### TRECHO DO DOCUMENTO
= = = =

No dia 29 de junho deste ano começou o Ramadã. Em poucas palavras, este é o início do nono mês do calendário islâmico, que é lunar, o que faz com que o Ramadã seja celebrado em diferentes datas todos os anos, podendo passar por todos os meses e estações do ano.
Durante esses 29 ou 30 dias os muçulmanos entram em jejum e não podem ingerir alimentos, bebidas, fumar do nascer ao pôr do sol. Este é um momento em que os adeptos do islamismo devem se dedicar a ter uma maior proximidade dos valores sagrados, leitura mais assídua do Alcorão, correção de frequência à mesquita e domínio pessoal.
O Ramadã é o quarto dos cinco pilares do islamismo, sendo eles: professar e aceitar o credo; orar cinco vezes ao dia; pagar dádivas rituais (uma espécie de dízimo); observar as obrigações do ramadã; e fazer a peregrinação a Meca.
É sim tão difícil e desgastante quanto parece. Ainda mais porque os últimos dois Ramadãs, os que eu pude presenciar, caíram entre os meses de junho, julho e agosto, ou seja, verão. E verão no Oriente Médio não é brincadeira, como vocês podem imaginar.
As temperaruras chegam a beirar 50 graus celsius, com a umidade do ar baixíssima. Privar seu corpo de ingerir qualquer tipo de alimento ou líquido durante as 16 horas da luz do dia, exige uma tremenda concentração.
A quebra do jejum (iftar) soa como uma sinfonia. Ao pôr-do-sol, a chamada que vem das mesquitas ecoam seguida do tilindar dos talheres e copos em um compasso acelerado, ansioso, que dá fome só de ouvir. Normalmente as primeiras coisas ingeridas são tâmaras e água, seguido de banquetes.

= = = =

### MATERIAL FORNECIDO
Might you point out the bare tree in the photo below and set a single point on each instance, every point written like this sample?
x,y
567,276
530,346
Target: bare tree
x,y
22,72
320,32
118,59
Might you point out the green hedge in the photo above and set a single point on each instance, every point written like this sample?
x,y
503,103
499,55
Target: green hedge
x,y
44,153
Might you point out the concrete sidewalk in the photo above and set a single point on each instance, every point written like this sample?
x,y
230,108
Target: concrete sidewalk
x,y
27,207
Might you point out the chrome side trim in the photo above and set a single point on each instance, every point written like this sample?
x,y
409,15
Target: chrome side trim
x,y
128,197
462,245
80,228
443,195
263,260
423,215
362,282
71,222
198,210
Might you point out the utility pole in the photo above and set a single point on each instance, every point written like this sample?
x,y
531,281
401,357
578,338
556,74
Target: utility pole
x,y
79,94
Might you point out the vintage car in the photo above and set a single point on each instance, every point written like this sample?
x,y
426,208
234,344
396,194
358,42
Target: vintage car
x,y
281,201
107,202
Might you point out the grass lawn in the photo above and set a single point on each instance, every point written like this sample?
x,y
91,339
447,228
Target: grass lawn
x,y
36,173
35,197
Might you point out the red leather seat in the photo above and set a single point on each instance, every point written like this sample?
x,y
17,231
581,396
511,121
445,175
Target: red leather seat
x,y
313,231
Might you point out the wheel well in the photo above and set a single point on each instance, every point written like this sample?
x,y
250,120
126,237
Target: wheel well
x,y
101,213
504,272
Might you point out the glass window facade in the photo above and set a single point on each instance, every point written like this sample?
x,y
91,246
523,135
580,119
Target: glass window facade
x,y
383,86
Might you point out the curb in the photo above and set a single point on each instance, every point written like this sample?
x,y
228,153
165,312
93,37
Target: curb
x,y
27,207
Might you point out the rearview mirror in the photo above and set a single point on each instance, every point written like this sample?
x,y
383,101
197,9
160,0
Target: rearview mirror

= = = =

### DETALHES DO EXERCÍCIO
Copie o trecho sobre o Ramadã entre "Durante esses 29" e "vocês podem imaginar.", inclusive, e, por favor, renomeie "Alcorão" como "Corão".

### RESPOSTA DO PROBLEMA
Durante esses 29 ou 30 dias os muçulmanos entram em jejum e não podem ingerir alimentos, bebidas, fumar do nascer ao pôr do sol. Este é um momento em que os adeptos do islamismo devem se dedicar a ter uma maior proximidade dos valores sagrados, leitura mais assídua do Corão, correção de frequência à mesquita e domínio pessoal.
O Ramadã é o quarto dos cinco pilares do islamismo, sendo eles: professar e aceitar o credo; orar cinco vezes ao dia; pagar dádivas rituais (uma espécie de dízimo); observar as obrigações do ramadã; e fazer a peregrinação a Meca.
É sim tão difícil e desgastante quanto parece. Ainda mais porque os últimos dois Ramadãs, os que eu pude presenciar, caíram entre os meses de junho, julho e agosto, ou seja, verão. E verão no Oriente Médio não é brincadeira, como vocês podem imaginar.